* EXERCISE
Except for the pictures, reproduce the records word for word.
── DATA FOR ANALYSIS ──
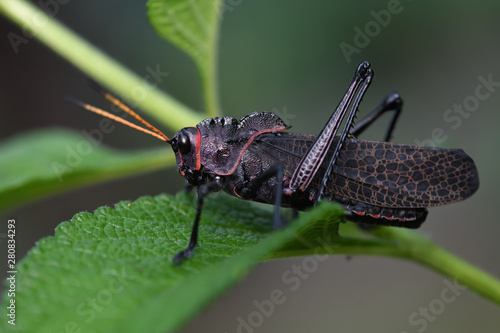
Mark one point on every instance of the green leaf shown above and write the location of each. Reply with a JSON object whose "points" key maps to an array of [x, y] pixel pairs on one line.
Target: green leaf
{"points": [[99, 66], [193, 26], [49, 161], [111, 271]]}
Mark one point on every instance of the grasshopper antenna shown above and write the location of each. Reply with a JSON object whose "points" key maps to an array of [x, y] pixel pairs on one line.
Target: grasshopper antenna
{"points": [[153, 131]]}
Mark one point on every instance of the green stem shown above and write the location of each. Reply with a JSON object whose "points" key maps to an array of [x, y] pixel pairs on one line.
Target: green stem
{"points": [[99, 66], [408, 244], [209, 77]]}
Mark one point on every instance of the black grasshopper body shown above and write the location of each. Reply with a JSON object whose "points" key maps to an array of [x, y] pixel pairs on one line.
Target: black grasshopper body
{"points": [[255, 158]]}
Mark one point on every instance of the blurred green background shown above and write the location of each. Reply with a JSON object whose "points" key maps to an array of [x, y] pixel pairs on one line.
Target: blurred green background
{"points": [[285, 56]]}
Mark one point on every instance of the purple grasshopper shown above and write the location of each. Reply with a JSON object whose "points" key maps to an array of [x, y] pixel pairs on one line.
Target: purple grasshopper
{"points": [[378, 183]]}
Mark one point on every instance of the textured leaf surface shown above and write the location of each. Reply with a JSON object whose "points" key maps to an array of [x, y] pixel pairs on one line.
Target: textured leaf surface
{"points": [[111, 271], [48, 161]]}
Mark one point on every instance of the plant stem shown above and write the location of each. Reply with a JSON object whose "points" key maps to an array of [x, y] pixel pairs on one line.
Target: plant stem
{"points": [[408, 244], [98, 65], [209, 77]]}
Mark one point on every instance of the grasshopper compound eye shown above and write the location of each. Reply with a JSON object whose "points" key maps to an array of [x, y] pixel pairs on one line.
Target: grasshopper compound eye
{"points": [[183, 143]]}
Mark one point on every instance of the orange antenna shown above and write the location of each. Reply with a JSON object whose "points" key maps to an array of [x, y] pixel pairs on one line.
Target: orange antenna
{"points": [[153, 130]]}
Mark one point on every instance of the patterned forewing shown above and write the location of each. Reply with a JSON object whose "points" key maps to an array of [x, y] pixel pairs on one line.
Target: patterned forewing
{"points": [[382, 173]]}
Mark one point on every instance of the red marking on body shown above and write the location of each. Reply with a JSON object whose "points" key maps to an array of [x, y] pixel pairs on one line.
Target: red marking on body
{"points": [[245, 147]]}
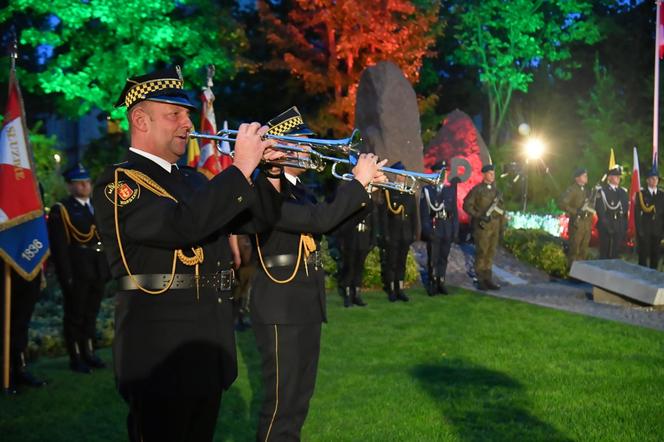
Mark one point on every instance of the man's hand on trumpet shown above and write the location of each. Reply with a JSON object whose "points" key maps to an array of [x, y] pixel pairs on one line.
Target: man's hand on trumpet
{"points": [[251, 148], [366, 171]]}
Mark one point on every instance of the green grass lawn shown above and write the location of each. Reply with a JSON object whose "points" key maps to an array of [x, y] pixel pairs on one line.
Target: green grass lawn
{"points": [[465, 367]]}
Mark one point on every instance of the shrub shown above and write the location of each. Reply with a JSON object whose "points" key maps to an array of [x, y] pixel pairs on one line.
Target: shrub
{"points": [[539, 249]]}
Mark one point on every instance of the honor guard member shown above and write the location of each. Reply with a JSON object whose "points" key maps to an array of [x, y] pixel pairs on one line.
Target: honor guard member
{"points": [[288, 291], [578, 203], [166, 237], [484, 203], [81, 268], [24, 297], [649, 221], [400, 232], [612, 206], [440, 225], [355, 239]]}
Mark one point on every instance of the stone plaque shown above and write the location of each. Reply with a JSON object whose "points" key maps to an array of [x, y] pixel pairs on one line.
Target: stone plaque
{"points": [[632, 281]]}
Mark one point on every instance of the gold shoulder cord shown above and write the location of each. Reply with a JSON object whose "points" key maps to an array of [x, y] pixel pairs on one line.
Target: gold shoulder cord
{"points": [[646, 209], [306, 244], [73, 232], [397, 211], [149, 184]]}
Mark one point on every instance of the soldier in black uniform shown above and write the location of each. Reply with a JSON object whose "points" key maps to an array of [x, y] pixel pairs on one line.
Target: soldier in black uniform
{"points": [[355, 239], [440, 225], [24, 297], [81, 268], [649, 221], [166, 231], [612, 206], [400, 221], [288, 291]]}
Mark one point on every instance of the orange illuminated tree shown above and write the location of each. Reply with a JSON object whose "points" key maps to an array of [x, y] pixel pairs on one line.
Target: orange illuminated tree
{"points": [[328, 43]]}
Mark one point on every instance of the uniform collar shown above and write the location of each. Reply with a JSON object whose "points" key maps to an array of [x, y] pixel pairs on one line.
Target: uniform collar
{"points": [[154, 158]]}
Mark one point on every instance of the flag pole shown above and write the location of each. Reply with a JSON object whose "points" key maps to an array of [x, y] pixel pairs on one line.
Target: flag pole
{"points": [[6, 330], [655, 122]]}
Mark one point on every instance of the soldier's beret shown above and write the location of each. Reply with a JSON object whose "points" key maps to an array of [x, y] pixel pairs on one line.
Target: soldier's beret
{"points": [[289, 122], [165, 86], [579, 171], [76, 173], [616, 171]]}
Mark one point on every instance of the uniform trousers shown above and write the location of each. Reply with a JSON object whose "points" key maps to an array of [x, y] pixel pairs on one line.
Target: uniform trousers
{"points": [[648, 247], [486, 241], [81, 306], [610, 244], [172, 418], [397, 254], [289, 356]]}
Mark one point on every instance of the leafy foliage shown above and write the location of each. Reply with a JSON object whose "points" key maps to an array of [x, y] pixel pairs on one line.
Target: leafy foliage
{"points": [[97, 44], [328, 43], [538, 248], [506, 41]]}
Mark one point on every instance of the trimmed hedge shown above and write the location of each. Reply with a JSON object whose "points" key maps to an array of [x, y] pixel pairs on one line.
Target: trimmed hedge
{"points": [[539, 249]]}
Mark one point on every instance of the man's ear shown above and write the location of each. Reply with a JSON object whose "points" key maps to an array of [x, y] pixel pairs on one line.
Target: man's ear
{"points": [[139, 118]]}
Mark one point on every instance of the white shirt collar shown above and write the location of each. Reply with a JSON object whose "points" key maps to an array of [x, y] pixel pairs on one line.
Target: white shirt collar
{"points": [[291, 178], [160, 161]]}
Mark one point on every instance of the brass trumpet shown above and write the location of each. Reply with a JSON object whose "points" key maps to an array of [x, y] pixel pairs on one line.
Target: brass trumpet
{"points": [[342, 146]]}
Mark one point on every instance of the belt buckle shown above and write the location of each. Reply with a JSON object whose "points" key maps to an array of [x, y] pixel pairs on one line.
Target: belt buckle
{"points": [[226, 279]]}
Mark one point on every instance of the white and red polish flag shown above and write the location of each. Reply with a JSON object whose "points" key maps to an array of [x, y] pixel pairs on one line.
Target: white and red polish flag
{"points": [[23, 236], [634, 189]]}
───
* COMPLETED TASK
Mark one point on every instance of the green leaf shown above and write the location of each. Reply with a JSON object whose "points" key maps to an array of [x, y] pixel pairs on one line.
Target: green leaf
{"points": [[99, 66], [193, 26], [49, 161], [111, 271]]}
Mark one point on every instance of the grasshopper antenna shown above and write the location of each. Reply with a JSON object whose "points" key maps to an array of [x, y] pixel pairs on one line.
Target: grasshopper antenna
{"points": [[153, 131]]}
Mark one point on every instance of the green stem shown above and write the location of each. Reply with a JSON object whose "points" key maps to an array of [x, y] pixel pairs on one line.
Target: green stem
{"points": [[99, 66], [408, 244], [209, 77]]}
Mark one point on every instance of the black grasshopper body shown above and write the location of each. Reply with a JSON object whose "points" key maps to an array of [x, y] pixel pairs on one line.
Target: black grasshopper body
{"points": [[255, 158]]}
Mark one point on every instance of the blurred green background shown above and write the location of each. Reply with a JSON object whose "points" key maps to an array of [x, y] pixel pairs on one line.
Target: blurred green background
{"points": [[285, 56]]}
Mark one point on every instance of the purple grasshopper shown above and write the location of each. Reply with a JSON object whose "points" key maps to an array of [x, y] pixel pairs on one line.
Target: purple grasshopper
{"points": [[378, 183]]}
Mark one point on every instance of the textured leaf surface shown above and write the location of each. Reply with a JSON object whose "points" key maps to an array of [x, y] pixel pairs on one line.
Target: textured leaf surface
{"points": [[111, 271], [48, 161]]}
Mark one point on every instance of the plant stem shown above and write the location of each. Reply with a JSON object whose "points" key maps to an array of [x, y] pixel pairs on one line.
Target: plant stem
{"points": [[408, 244], [98, 65], [209, 77]]}
Mark one point on every instance of the grasshopper compound eye shown above and write the location of each. Reply with a JSON object whose "points" key maps to an array of [x, y] pixel pairs on one line.
Target: grasshopper compound eye
{"points": [[183, 143]]}
Mark one point on every instance of the orange antenna shown above and write the location of each. Reply with a JSON object whose "points" key maps to an array of [x, y] pixel pairs on one line.
Target: orange antenna
{"points": [[153, 130]]}
Mark one point on every instance of the patterned forewing shown above and write the location of each. Reply with a JSON object whose "points" key maps to an array of [x, y] pixel pairs on one line.
Target: patterned forewing
{"points": [[382, 173]]}
Mark one point on every instance of the red marking on body shown above and write the location of each. Reply with a JSON object whose "points" key maps to an array of [x, y] pixel pairs on one line.
Target: red marking on body
{"points": [[245, 147]]}
Mark one point on every instance of the man's hand on trumpet shown above and write the location of each. Reply with a JSON object whose "points" key maps to an array of [x, y] pixel pairs on one line.
Target: man's hand on trumpet
{"points": [[251, 148], [366, 171]]}
Mark one point on every instance of the green grass lawn shown above and write the location of each. Reply with a JSON object whose "points" key maps to an array of [x, y] pixel pairs on one line.
Target: green grass lawn
{"points": [[465, 367]]}
Mark one point on every instance of the shrub shown above and write the location of each. Reply with a JSON object whose "points" key maps to an array of [x, y] pixel pairs on one line.
Target: shrub
{"points": [[539, 249]]}
Mark one point on every instance of the honor guard member shown above and write the location of each. Reply with a JSON object whose "points" key maps to an array of [x, y] pixel pairs on one line.
Target: honor guard member
{"points": [[288, 291], [578, 203], [166, 237], [484, 203], [81, 268], [24, 297], [649, 221], [400, 232], [612, 206], [440, 225], [355, 239]]}
Mark one point on every instance of the stone plaque shown above and write the location of each. Reply with a JSON object whose "points" key maps to an array of [x, y] pixel pairs on one line.
Target: stone plaque
{"points": [[632, 281]]}
Mark one point on every instance of the gold shoulder cord shown above and write the location of each. Reply with a JSON object whose "points" key maps to an array of [x, y] pixel pairs on one line.
Target: gold shoulder cord
{"points": [[646, 209], [306, 244], [73, 232], [397, 211], [149, 184]]}
Mark one point on every instance of the soldier in black uniform shown above and write the location of each. Reply with a JSON object whose "points" key maps to an array of [x, y] pixel pairs on one line.
Target: soldier in black uniform
{"points": [[355, 239], [440, 225], [24, 297], [81, 268], [649, 221], [166, 231], [612, 206], [400, 221], [288, 291]]}
Mark one point on every instance of the orange illuminated tree shown above and write the location of each. Reply with a JSON object whose "points" key maps to an array of [x, y] pixel pairs on one line.
Target: orange illuminated tree
{"points": [[328, 43]]}
Mark one point on every instance of the uniform collar shown above and write the location of each. Reply with a JSON object whose "points" key maps to an array of [x, y] pixel pairs on one line.
Target: uniform collar
{"points": [[154, 158]]}
Mark one point on every instance of the flag pole shown above and write the location of each. Reply with a JSON object whose "points" key maps to an array of [x, y] pixel pairs on one line.
Target: flag pole
{"points": [[6, 330], [655, 122]]}
Mark one point on every instance of the soldier's beret shown above and write the location of each. Reply with a JSON object whose "points" key maps to an array of [x, y] pixel pairs on one line.
Target: soldier's beret
{"points": [[289, 122], [165, 86], [579, 171], [76, 173], [616, 171]]}
Mark one point on every instance of the uniform trousers shown above and write the location of each. Reply with a JSON object whose "points" key maps to an array of [x, y] pixel pairs on one line.
Target: uniform trousers
{"points": [[648, 247], [486, 241], [81, 306], [610, 244], [172, 418], [397, 254], [289, 356]]}
Mark one point on every instance of the leafy foliage shown above and write the location of each. Reply with a JSON object whose "points" key maps to an array of [x, y] pixel pairs on one line.
Target: leafy foliage
{"points": [[97, 44], [328, 43], [538, 248], [506, 41]]}
Mark one point on every instance of the trimmed hedge shown above and write the location of each. Reply with a JSON object whose "points" key maps to an array of [x, y] pixel pairs on one line.
Target: trimmed hedge
{"points": [[539, 249]]}
Mark one point on every instance of the man's ear shown above and write the location of each. Reply with a JSON object whose "points" key maps to an array of [x, y] pixel pairs on one line.
Target: man's ear
{"points": [[139, 118]]}
Mark one point on every instance of the white shirt collar shown above and write the location of each. Reply with a JSON object whose "points" key maps to an array of [x, y] pixel pairs on one line.
Target: white shirt collar
{"points": [[291, 178], [160, 161]]}
Mark one point on every instance of the brass trumpet shown above and write the location of each. Reply with a JSON object whose "points" key maps to an array of [x, y] pixel pairs on one line.
Target: brass trumpet
{"points": [[342, 146]]}
Mark one point on every instance of the belt buckle shown above and write the location of each. Reply with a JSON object whose "points" key maps to an array of [x, y] pixel pairs on one line.
Target: belt buckle
{"points": [[226, 279]]}
Mark one point on every instance of the white and red polish flag shown above and write the location of each. Reply with a JSON object whose "points" key maps to an array of [x, y] pixel pairs on one line.
Target: white and red polish flag
{"points": [[23, 236], [634, 189]]}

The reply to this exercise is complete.